Begin Provided data

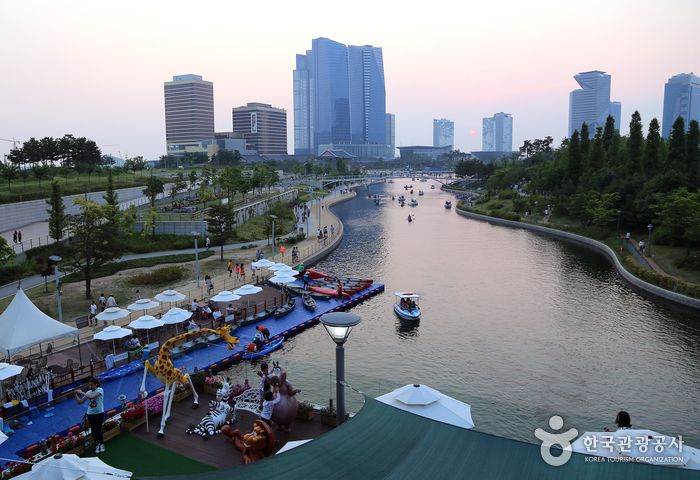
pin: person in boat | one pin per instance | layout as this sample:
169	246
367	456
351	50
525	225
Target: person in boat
622	421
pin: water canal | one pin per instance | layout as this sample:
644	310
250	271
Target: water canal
519	325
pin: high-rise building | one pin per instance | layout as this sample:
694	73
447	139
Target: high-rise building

End Provided data

» What needs to be done
Update all the records by replacing "water canal" with "waterway" and leaving everything else unchanged. Leave the pictures out of your answer.

» Answer
pin: person in boat | one pin per instance | layout as this sample:
169	246
367	456
351	50
525	225
Target: person in boat
622	421
pin: waterway | one pin per instance | layout as this sample:
644	310
250	271
Target: waterway
519	325
pin: high-rise building | one pin per instance | layout as this sample:
694	73
447	139
Target: high-rise building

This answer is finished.